* [Actions to take]
1) According to the article on Nada v. Switzerland, in what year did the Swiss Government close its investigation into Mr Nada?
2) Carry the article on Nada v. Switzerland forward from its final sentence.

* [Text provided]
☆ ☆ ☆

When the UN breach human rights… who wins?

5 October 2012 by

NADA v. SWITZERLAND – 10593/08 – HEJUD [2012] ECHR 1691 – read judgment

How is a Member State of the ECHR supposed to react when the UN Security Council tells it to do one thing and the Convention requires it to do another? That is the interesting and important question which the Grand Chamber of the European Court of Human Rights was presented with, and dodged, in its recent decision in Nada v. Switzerland.

Mr Nada is an 82-year-old Italian-Egyptian financier and businessman, who in November 2001 found himself in the unfortunate position of having his name added to the international list of suspected funders and supporters of al-Qaeda and the Taliban, which is maintained by the Sanctions Committee of the UN Security Council. Mr Nada has consistently denied that he has any connection to al-Qaeda or any other terrorist group, and in 2005 the Swiss Government closed an investigation after finding that the accusations against him were unsubstantiated. However, despite this Mr Nada remained on the list until September 2009. During the intervening 8 years the impact on Mr Nada’s health and his private and family life was severe, so he brought a claim against Switzerland for breach of his Article 8 rights, as well as breaches of Article 13 (right to an effective remedy), Article 3 (right not to be subjected to ill-treatment), Article 5 (right to liberty) and Article 9 (right to freedom of religion).

☆ ☆ ☆

* [Provided material]
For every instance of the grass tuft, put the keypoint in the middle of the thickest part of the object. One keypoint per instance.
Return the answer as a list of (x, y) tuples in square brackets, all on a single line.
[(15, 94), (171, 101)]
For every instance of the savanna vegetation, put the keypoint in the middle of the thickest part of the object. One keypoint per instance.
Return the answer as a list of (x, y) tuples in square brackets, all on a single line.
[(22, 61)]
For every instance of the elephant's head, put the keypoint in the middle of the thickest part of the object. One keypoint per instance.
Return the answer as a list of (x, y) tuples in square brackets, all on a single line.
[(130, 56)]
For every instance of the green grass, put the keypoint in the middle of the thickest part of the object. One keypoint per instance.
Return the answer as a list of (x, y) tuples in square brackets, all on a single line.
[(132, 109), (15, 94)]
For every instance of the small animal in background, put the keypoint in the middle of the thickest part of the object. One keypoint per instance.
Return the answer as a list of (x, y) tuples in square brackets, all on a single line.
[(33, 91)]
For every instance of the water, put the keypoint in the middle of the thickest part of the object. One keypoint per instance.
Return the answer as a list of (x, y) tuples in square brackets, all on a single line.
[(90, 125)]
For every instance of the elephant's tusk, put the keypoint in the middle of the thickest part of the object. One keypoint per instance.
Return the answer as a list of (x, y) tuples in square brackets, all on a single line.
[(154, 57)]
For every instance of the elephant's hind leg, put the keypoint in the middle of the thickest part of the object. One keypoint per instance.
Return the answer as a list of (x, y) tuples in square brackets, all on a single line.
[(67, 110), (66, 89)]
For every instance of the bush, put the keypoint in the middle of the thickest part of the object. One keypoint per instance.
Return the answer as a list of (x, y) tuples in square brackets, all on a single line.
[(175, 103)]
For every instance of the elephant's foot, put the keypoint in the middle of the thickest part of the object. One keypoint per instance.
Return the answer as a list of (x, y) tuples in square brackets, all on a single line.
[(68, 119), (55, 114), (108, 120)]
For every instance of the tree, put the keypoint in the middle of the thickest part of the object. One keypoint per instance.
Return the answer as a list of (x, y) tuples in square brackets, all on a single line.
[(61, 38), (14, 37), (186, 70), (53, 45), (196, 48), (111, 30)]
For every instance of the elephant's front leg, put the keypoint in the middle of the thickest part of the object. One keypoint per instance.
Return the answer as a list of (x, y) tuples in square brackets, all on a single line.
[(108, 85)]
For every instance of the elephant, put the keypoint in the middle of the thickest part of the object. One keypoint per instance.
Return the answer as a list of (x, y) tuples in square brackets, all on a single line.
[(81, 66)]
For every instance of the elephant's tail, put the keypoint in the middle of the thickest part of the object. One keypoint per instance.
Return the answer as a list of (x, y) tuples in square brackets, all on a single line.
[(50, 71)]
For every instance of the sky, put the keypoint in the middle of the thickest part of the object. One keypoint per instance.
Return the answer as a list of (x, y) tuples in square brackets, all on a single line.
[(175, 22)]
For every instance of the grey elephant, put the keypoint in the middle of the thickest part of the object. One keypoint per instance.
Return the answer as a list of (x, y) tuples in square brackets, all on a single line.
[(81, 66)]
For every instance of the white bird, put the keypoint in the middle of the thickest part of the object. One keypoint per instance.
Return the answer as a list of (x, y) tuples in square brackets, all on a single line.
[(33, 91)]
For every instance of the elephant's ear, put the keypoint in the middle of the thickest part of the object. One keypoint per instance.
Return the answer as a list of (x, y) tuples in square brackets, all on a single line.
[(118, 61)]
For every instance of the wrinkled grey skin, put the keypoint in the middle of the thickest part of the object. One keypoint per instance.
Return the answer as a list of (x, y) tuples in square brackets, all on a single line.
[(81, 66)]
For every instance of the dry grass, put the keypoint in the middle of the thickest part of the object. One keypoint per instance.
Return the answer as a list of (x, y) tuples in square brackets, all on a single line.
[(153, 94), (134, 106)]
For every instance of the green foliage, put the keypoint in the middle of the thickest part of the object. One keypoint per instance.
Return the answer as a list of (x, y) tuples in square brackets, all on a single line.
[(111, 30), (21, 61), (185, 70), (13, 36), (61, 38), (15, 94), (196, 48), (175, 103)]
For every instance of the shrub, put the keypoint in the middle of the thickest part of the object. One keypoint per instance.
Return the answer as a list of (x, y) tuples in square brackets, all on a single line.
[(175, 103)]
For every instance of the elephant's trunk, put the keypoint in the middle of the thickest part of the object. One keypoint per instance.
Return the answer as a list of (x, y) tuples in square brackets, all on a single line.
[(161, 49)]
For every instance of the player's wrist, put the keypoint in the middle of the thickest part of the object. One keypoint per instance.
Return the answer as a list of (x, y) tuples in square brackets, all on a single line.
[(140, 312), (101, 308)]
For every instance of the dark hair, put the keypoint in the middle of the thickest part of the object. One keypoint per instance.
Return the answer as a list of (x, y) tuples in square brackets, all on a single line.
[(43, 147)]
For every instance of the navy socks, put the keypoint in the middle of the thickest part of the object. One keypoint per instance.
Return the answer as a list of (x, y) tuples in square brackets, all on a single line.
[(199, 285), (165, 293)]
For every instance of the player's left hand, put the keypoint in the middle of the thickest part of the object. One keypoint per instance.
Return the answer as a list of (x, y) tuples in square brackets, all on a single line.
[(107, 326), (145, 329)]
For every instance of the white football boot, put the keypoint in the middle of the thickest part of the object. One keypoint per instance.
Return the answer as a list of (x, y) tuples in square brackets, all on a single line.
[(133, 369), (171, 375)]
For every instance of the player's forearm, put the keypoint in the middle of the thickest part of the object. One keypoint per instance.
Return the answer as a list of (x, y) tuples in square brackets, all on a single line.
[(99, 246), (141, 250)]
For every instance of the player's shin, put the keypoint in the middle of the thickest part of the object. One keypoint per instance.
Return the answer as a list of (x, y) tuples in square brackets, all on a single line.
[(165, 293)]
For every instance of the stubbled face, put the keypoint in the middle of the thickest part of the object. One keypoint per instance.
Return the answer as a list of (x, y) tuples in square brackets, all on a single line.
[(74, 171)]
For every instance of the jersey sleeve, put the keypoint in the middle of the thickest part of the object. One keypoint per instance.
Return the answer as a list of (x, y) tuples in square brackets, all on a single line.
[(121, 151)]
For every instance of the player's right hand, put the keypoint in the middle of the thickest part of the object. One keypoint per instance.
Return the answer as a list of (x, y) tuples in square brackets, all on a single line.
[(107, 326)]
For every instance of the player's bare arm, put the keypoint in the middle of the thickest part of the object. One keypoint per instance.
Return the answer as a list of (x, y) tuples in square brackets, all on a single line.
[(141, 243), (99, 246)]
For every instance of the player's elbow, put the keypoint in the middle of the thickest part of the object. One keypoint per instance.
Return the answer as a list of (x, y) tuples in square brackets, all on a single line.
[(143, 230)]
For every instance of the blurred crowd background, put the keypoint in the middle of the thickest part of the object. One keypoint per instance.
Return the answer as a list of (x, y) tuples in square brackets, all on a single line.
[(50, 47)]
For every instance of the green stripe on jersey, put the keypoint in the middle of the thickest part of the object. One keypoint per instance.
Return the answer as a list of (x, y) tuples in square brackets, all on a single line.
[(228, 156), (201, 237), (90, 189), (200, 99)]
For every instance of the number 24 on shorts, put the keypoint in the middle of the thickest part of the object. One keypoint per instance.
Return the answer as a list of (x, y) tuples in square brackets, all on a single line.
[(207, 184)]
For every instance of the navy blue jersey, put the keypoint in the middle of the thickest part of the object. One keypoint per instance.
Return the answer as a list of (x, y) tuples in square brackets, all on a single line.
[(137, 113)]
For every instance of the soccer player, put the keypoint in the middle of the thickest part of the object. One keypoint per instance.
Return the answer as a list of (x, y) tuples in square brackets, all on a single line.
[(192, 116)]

☆ ☆ ☆

* [Exercise responses]
1) 2005

2)
It’s all about location, location, location

The reason why Mr Nada was so badly affected by being on the UN Sanctions Committee list was that Security Council Resolution 1390 (2002) required all States to “prevent the entry into or the transit through their territories” of any individuals on the list. In response to this the Swiss Federal Government updated its domestic ‘Taliban Ordinance’ to prevent any crossing of the Swiss border by those named individuals, including Mr Nada. The particular difficulty for Mr Nada is that he has lived since 1970 in Campione d’Italia, which is a tiny Italian enclave of about 1.6 sq km, entirely surrounded by the Swiss Canton of Ticino and separated from the rest of Italy by Lake Lugano. As a result of this geographical quirk, Mr Nada was essentially imprisoned in a 1.6 sq km space for several years.

“But the Security Council made me do it…”

The Swiss Government’s response to Mr Nada’s human rights claim was, in essence, that they were just doing what the UN Security Council had told them to do. Switzerland could not remove Mr Nada from the list – only the Security Council could do that. In fact, Switzerland could not even formally request Mr Nada’s removal from the list – as he is an Italian national only Italy could do that. In the meantime, Switzerland had to follow the requirements of SCR 1390. Article 103 of the UN Charter provides as follows:

In the event of a conflict between the obligations of the Members of the United Nations under the present Charter and their obligations under any other international agreement, their obligations under the present Charter shall prevail.

Therefore the Swiss Government said that their obligation to follow the UN Security Council resolution trumped any Article 8 concerns under the Convention.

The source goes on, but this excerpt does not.